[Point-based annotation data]
══════════
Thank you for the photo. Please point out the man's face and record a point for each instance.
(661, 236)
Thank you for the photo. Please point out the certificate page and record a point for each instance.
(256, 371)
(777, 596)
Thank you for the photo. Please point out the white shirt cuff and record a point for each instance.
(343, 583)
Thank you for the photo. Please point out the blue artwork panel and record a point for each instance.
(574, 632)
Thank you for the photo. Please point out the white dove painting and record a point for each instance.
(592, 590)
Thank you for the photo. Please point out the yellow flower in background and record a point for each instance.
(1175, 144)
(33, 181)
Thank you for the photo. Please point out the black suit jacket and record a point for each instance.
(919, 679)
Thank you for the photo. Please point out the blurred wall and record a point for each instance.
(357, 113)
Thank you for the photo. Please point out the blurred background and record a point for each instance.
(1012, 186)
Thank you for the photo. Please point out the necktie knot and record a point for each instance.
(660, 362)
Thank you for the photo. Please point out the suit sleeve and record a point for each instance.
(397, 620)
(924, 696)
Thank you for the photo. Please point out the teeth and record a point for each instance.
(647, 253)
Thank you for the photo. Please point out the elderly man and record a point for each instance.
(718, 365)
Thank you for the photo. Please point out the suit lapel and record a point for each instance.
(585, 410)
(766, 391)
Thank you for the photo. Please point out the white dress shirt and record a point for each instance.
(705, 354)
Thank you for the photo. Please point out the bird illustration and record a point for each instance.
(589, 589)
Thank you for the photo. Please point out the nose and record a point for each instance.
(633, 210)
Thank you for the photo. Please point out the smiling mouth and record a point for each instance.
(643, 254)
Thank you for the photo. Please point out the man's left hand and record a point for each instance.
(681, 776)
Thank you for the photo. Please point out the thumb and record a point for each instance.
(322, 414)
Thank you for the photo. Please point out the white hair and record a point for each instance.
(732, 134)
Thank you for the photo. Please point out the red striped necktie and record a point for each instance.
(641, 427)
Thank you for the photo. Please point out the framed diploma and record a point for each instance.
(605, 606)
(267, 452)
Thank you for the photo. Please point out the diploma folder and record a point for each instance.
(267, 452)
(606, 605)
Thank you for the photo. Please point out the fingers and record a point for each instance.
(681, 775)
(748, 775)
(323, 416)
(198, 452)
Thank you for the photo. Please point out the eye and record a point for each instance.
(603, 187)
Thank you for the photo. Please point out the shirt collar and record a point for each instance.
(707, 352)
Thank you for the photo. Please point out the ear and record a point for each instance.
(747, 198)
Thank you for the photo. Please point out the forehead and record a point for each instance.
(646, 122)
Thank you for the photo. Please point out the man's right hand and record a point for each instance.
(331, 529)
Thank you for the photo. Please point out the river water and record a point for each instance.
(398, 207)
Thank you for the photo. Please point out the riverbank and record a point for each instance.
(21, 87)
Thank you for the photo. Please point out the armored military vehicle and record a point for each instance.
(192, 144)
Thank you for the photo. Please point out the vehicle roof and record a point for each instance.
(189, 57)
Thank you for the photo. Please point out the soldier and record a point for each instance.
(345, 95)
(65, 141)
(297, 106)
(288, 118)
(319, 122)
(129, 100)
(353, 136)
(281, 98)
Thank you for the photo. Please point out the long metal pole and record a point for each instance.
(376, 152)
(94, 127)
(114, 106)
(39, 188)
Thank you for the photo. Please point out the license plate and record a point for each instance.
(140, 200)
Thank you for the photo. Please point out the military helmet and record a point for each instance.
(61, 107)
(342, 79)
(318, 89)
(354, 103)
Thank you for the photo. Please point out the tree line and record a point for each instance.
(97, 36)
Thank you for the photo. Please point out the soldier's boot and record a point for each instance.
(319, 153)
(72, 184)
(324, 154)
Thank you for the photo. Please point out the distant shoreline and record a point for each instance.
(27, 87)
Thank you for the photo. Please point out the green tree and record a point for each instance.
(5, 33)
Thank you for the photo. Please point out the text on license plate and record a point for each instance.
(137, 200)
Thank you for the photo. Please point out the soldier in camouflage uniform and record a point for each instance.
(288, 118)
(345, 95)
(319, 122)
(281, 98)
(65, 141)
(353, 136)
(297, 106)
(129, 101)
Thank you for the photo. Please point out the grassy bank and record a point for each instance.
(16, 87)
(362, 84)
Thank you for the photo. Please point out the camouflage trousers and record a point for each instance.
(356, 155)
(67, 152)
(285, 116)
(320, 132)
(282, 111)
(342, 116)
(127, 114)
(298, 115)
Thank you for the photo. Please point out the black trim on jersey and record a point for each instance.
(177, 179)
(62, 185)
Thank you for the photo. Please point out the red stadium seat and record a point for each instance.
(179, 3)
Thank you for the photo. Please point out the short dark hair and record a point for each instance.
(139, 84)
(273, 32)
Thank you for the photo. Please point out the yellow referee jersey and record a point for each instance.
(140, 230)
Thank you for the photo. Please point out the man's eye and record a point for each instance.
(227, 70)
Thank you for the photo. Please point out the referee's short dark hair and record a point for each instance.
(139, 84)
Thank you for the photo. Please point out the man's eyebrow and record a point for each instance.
══════════
Reproduce the part of the material that opens with the line containing "Thank you for the photo. Please point out the long" and runs through the final line, keeping every line identical and including both ends.

» Solution below
Thank you for the photo. Please point out the long metal pole and record a point for each instance.
(376, 152)
(94, 127)
(114, 106)
(39, 188)
Thank you for the photo. Please point out the license plate and record a point for each instance.
(140, 200)
Thank you for the photo. Please point out the military helmet and record a point for each instance.
(61, 107)
(342, 79)
(318, 89)
(354, 103)
Thank you for the photo. Please point out the tree line and record a point for each instance.
(97, 36)
Thank you for the photo. Please point out the soldier's boot and record a point for each instance.
(319, 153)
(72, 184)
(324, 154)
Thank you for the photo. Please point out the distant shoreline and record a point for each instance.
(27, 87)
Thank you for the photo. Please point out the green tree and record a point for each instance.
(5, 33)
Thank you for the photo. Please point out the text on license plate and record a point for each instance.
(137, 200)
Thank you for the photo. Please point out the soldier in camouflage uniform and record a point for each instance.
(288, 118)
(345, 95)
(319, 122)
(281, 98)
(65, 141)
(353, 136)
(297, 106)
(129, 101)
Thank you for the photo. Please point out the grassy bank and record a point for each instance.
(16, 87)
(362, 84)
Thank you for the photo. Please point out the camouflage trousers and record a point for each instance.
(356, 155)
(67, 152)
(285, 116)
(320, 132)
(282, 111)
(342, 116)
(127, 114)
(298, 115)
Thank you for the photo. Please point out the black trim on jersey and record a point for each instance.
(177, 179)
(62, 185)
Thank you for the photo. Please point out the red stadium seat and record a point for each instance.
(179, 3)
Thank you for the photo. Please point out the short dark hair and record a point for each instance.
(139, 84)
(273, 32)
Thank you for the photo. Please point out the yellow referee jersey and record a point for each instance.
(140, 230)
Thank you for the photo. Please point out the man's eye and record a point for each instance.
(227, 70)
Thank you for the photo. Please point out the referee's short dark hair and record a point for each instance.
(139, 84)
Thank you for the photo. Please point out the man's eyebrow and record a point for each instance.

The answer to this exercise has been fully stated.